Transcribe each of the lines below verbatim, omitting the pictures from your answer.

-------- EXERCISE DATA --------

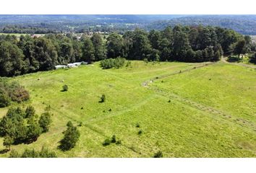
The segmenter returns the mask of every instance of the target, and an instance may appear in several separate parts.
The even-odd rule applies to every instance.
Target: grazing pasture
[[[133,61],[103,70],[95,63],[10,78],[30,94],[11,106],[31,105],[38,115],[48,107],[54,115],[48,133],[11,149],[46,146],[59,157],[153,157],[159,151],[163,157],[255,157],[256,71],[205,64]],[[80,137],[61,151],[69,120],[81,125]],[[119,143],[103,146],[113,135]]]

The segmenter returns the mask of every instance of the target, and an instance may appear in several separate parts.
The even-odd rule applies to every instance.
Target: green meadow
[[[11,146],[20,153],[46,146],[59,157],[152,157],[158,151],[163,157],[256,156],[253,68],[132,61],[118,69],[103,70],[95,63],[9,80],[30,94],[29,102],[12,107],[31,105],[38,115],[50,107],[53,115],[49,131],[35,142]],[[67,92],[61,92],[64,84]],[[103,94],[106,102],[101,103]],[[0,117],[8,108],[0,109]],[[81,136],[64,152],[58,146],[69,120],[82,123]],[[103,146],[113,135],[121,144]],[[0,150],[2,143],[0,138]]]

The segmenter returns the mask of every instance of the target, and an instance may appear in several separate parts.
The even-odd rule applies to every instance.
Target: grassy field
[[[44,146],[60,157],[152,157],[158,151],[164,157],[255,157],[256,71],[204,64],[132,61],[102,70],[96,63],[10,79],[30,91],[30,102],[20,106],[40,114],[51,105],[54,115],[49,132],[12,149]],[[64,84],[68,92],[61,92]],[[106,102],[99,103],[103,94]],[[68,120],[82,123],[81,136],[62,152],[57,146]],[[114,134],[121,145],[103,146]]]

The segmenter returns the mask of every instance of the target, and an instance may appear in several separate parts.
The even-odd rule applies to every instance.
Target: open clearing
[[[45,146],[60,157],[152,157],[158,151],[164,157],[255,157],[256,71],[204,65],[132,61],[131,67],[103,70],[96,63],[10,79],[30,91],[30,102],[20,106],[32,105],[40,114],[51,105],[54,114],[49,132],[12,149]],[[61,92],[64,84],[68,92]],[[103,94],[106,102],[99,103]],[[7,110],[1,108],[0,116]],[[82,123],[81,136],[62,152],[58,142],[69,120]],[[121,145],[103,146],[114,134]]]

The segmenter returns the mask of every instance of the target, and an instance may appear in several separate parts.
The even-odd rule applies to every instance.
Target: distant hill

--------

▶ FINAL RESULT:
The segmenter returns the mask of every instance of the target, and an instance may appear in several separate parts.
The even-odd rule applies to every instance.
Target: grazing pasture
[[[133,61],[103,70],[95,63],[10,78],[30,94],[11,106],[31,105],[38,115],[48,107],[54,115],[48,133],[11,149],[46,146],[59,157],[153,157],[159,151],[163,157],[255,157],[256,71],[205,64]],[[80,137],[61,151],[69,120],[81,125]],[[119,143],[103,146],[113,135]]]

The segmenter returns the mask of every instance of the target, and an instance may appear in several separate parts.
The even-odd rule applies to every instance.
Target: green meadow
[[[11,146],[20,153],[46,146],[59,157],[152,157],[158,151],[163,157],[256,156],[253,68],[132,61],[118,69],[103,70],[95,63],[9,80],[30,94],[29,102],[12,107],[31,105],[38,115],[50,107],[53,115],[49,131],[35,142]],[[67,92],[61,92],[64,84]],[[103,94],[106,102],[101,103]],[[0,117],[8,108],[0,109]],[[81,136],[64,152],[58,146],[69,120],[82,123]],[[103,146],[113,135],[121,144]],[[0,150],[2,143],[0,138]]]

The segmenter returns the mask of every instance of the target, and an instance may appear in several separate parts.
The even-odd rule applies to every instance.
Target: grassy field
[[[44,146],[60,157],[152,157],[158,151],[164,157],[255,157],[256,71],[204,64],[132,61],[102,70],[96,63],[10,79],[30,91],[30,102],[20,106],[40,114],[51,105],[54,115],[49,132],[12,149]],[[64,84],[68,92],[61,92]],[[106,102],[99,103],[103,94]],[[68,120],[82,123],[81,136],[62,152],[57,146]],[[114,134],[121,145],[103,146]]]

The segmenter returns the mask of every instance of the target, and an instance may appear in several separate parts.
The even-odd rule applies to every instance.
Target: open clearing
[[[45,146],[60,157],[152,157],[158,151],[164,157],[255,157],[256,71],[204,65],[132,61],[131,67],[103,70],[96,63],[10,79],[30,91],[30,102],[20,106],[32,105],[40,114],[51,105],[54,114],[49,132],[12,149]],[[61,92],[64,84],[68,92]],[[103,94],[106,102],[99,103]],[[7,110],[1,108],[0,116]],[[82,123],[81,136],[62,152],[58,142],[69,120]],[[121,145],[103,146],[114,134]]]

The segmenter returns the mask of every instance of the target, and an instance may appear in several separate parts.
The even-odd rule applies to every instance.
Target: distant hill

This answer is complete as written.